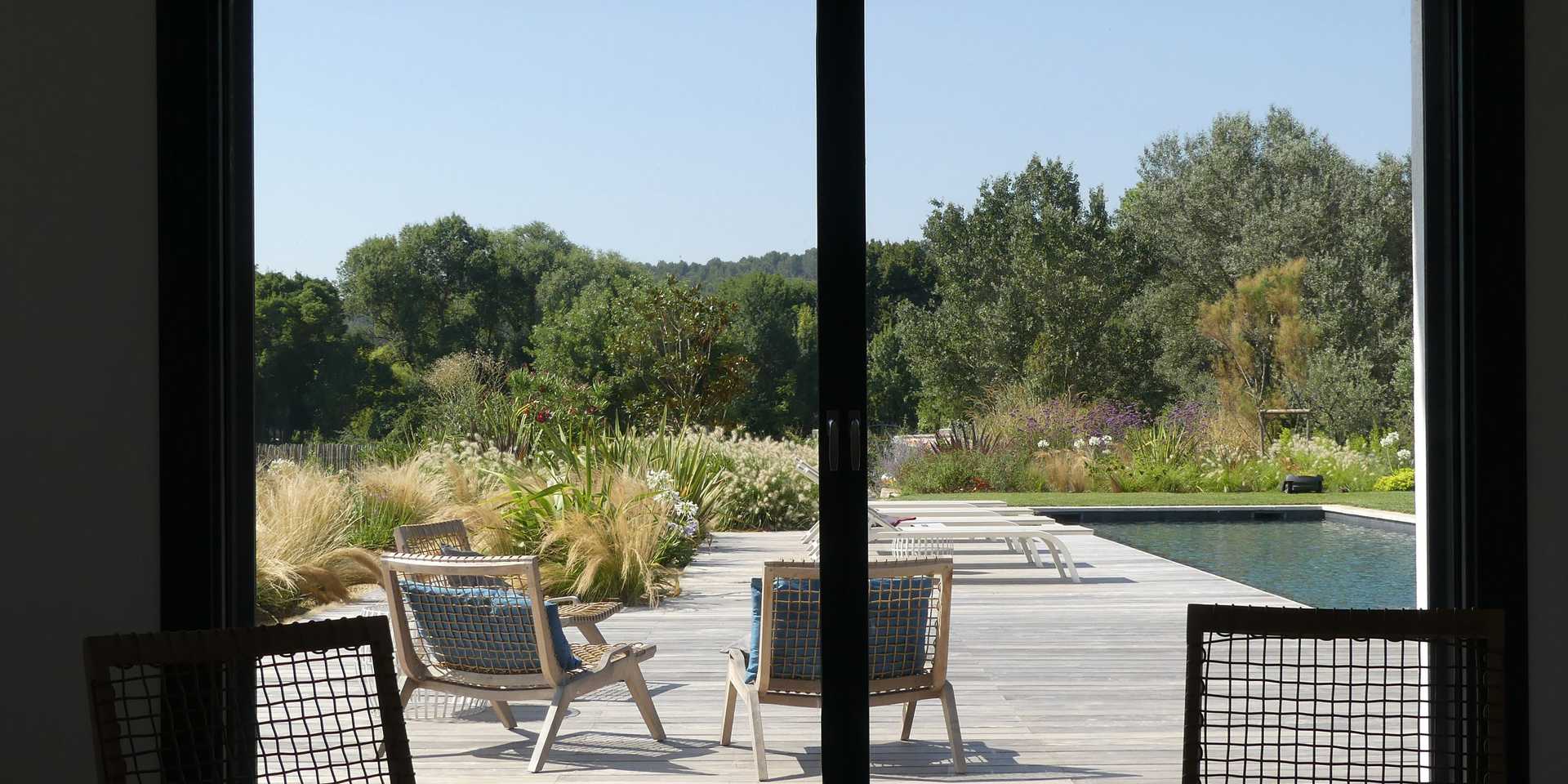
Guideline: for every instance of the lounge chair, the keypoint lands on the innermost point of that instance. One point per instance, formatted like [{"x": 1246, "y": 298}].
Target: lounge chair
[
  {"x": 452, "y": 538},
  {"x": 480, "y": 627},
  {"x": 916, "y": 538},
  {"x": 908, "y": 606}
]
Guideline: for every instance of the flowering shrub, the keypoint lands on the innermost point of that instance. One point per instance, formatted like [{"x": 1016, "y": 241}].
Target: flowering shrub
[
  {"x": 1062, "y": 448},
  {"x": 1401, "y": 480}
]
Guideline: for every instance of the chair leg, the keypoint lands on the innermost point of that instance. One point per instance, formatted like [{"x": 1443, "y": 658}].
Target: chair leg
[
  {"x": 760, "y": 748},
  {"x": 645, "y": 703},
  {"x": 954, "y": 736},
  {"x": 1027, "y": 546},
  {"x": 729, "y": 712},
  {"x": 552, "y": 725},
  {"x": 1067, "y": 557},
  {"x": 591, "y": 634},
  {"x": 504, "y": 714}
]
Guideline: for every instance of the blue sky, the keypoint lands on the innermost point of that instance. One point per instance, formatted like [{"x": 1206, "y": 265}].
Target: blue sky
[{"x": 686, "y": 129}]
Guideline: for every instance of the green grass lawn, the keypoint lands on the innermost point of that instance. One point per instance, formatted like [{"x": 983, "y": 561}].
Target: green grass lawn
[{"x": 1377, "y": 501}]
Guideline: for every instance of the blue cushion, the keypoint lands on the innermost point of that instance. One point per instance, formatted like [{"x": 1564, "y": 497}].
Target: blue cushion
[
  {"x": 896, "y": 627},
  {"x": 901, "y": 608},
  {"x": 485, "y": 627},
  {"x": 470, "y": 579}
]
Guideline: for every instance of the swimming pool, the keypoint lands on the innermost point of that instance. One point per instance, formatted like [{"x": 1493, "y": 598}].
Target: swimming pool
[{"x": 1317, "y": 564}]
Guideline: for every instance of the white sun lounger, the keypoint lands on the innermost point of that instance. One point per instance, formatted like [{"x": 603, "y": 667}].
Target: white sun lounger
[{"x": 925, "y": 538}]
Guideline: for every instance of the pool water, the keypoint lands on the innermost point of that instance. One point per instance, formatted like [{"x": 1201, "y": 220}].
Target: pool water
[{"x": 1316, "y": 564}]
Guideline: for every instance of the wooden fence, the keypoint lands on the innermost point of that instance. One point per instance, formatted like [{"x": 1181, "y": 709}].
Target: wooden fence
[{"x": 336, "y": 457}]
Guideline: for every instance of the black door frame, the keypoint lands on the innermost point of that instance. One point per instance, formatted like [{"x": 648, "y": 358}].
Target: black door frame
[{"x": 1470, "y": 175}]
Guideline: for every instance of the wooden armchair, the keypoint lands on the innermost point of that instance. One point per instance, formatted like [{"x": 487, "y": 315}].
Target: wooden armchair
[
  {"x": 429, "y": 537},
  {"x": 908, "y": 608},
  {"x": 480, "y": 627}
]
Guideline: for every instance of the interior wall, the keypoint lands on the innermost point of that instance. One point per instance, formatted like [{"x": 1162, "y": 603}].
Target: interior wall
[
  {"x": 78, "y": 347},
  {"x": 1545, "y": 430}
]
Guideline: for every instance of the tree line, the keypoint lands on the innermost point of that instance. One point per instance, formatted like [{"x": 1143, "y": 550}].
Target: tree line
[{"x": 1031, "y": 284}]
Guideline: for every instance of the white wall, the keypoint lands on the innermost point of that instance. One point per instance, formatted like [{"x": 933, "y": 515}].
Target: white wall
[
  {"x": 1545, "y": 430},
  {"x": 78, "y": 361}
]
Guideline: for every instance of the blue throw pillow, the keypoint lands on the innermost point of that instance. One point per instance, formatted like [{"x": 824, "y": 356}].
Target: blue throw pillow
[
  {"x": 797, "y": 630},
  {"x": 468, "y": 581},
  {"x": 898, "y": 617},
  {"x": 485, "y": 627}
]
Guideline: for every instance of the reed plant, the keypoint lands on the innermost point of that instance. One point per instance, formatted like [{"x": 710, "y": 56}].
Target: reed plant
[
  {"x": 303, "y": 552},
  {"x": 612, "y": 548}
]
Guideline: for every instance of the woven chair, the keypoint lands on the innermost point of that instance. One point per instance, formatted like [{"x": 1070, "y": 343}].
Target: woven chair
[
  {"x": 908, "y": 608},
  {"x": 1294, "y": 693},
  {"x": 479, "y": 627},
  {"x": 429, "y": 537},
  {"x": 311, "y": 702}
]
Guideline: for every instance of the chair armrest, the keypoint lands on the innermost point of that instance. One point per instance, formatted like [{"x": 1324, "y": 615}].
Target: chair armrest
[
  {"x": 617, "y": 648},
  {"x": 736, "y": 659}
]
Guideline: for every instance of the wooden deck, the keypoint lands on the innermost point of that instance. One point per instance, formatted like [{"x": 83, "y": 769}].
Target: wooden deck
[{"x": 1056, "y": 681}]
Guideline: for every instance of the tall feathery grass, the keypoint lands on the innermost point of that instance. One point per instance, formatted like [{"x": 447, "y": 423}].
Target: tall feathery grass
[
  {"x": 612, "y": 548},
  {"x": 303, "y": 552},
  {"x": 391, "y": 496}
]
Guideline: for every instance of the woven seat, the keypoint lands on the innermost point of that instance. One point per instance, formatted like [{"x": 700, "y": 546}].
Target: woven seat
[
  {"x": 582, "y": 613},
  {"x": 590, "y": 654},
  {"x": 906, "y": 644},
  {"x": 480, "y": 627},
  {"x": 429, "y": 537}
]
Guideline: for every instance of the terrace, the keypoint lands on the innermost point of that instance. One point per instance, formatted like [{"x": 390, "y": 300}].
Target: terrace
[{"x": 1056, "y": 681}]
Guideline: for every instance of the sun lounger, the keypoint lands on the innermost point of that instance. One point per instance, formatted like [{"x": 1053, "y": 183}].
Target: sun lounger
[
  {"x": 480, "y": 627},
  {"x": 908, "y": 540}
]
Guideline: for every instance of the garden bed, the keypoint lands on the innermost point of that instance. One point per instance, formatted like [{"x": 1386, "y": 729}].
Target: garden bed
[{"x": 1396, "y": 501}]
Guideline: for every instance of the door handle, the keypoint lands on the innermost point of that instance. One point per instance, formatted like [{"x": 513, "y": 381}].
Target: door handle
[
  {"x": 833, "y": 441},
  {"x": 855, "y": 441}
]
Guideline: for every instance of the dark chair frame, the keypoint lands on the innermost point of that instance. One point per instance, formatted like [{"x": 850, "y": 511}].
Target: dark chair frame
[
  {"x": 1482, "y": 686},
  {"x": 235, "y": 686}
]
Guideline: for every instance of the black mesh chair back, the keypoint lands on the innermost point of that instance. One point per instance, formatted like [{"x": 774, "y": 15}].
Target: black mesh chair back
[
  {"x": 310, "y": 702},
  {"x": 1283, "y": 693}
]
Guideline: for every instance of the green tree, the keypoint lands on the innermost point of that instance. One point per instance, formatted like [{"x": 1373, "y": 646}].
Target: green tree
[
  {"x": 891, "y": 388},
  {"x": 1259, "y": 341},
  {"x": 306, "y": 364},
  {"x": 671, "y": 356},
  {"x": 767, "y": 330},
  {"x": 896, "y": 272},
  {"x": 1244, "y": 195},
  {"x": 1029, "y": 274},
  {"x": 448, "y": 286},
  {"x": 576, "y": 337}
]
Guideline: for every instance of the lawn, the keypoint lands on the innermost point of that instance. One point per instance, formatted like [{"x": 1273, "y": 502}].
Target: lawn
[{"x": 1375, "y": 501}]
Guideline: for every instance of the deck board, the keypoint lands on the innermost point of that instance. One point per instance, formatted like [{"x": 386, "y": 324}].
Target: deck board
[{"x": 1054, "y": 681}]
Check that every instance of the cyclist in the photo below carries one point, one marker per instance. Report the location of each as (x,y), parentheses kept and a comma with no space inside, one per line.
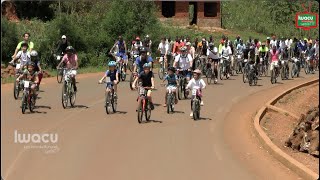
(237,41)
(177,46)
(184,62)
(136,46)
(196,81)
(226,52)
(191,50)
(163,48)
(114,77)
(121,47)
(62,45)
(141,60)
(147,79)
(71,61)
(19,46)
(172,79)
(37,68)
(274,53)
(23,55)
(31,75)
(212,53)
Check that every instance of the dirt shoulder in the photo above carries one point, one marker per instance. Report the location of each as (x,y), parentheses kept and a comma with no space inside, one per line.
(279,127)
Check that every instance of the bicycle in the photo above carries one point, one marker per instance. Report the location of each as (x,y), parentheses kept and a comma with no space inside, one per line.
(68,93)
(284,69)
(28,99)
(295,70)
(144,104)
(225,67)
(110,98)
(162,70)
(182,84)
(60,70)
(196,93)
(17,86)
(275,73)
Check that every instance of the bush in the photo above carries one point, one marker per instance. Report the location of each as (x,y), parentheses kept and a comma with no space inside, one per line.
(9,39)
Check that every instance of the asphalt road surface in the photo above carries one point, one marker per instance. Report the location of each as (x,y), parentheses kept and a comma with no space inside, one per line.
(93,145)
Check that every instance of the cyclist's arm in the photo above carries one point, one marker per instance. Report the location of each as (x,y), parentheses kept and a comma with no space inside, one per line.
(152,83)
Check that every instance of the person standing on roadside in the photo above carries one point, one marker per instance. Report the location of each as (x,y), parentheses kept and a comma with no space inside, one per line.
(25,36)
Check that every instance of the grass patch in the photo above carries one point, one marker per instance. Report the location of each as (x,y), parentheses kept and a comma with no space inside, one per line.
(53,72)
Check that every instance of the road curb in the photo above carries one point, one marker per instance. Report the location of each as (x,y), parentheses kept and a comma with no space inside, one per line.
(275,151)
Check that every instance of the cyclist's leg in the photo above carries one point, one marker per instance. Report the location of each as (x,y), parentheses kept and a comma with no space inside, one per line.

**Required task:** Rescale the stretch of the listing from the line containing "Check that every instance of the grass" through the end of the listing. Reproduce every line in that stretch, requests included, with only the point coordinates in the answers multiplied by 1.4 and rounded to whole numbers, halves rounding up.

**Task response:**
Check that every instance of the grass patch in the photo above carries one point, one marker per instance. Report the location of each as (x,y), parentheses kept and a comma with no space inside, one per line.
(74,101)
Check that every instance of the road curb in the photo above carries one point, one marker per instance. Report the location of each as (x,y), parentheses kept and a comma with no space inside, one per line.
(385,211)
Check that every instance of the cyclist's leg in the photo above carries one point, one marker per instance. Report the location of each as (x,y), parentheses kept and a comma with no space inside, one per line.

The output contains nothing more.